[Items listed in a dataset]
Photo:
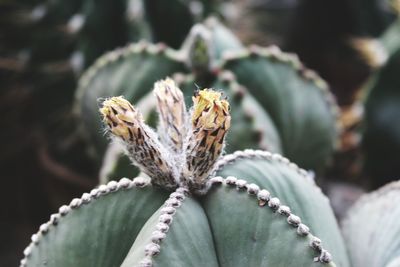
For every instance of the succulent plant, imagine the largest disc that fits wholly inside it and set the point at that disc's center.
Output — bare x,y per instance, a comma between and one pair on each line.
279,97
182,212
382,96
372,225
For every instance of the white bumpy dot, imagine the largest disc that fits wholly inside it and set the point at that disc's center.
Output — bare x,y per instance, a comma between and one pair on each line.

● **OBJECTIVE**
Write out the data above as a JSON list of strings, with one string for each line and blank lines dropped. Leave the pictures out of the answer.

● **TASK SOLUTION**
[
  "Photo:",
  "For every instance of the succulent plant, imagine the largest disc that fits wholly inside it and set the point at that disc's center.",
  "Output — bare x,y per instance, a comma between and one pair on each line.",
  "279,97",
  "182,212",
  "382,96",
  "372,225",
  "For every instance of the white bumpy dot, imagine the largest disc that fits wholly inside it and set the point at that disc's center.",
  "Output — bare x,y per instance, a comma between and one pair on each line."
]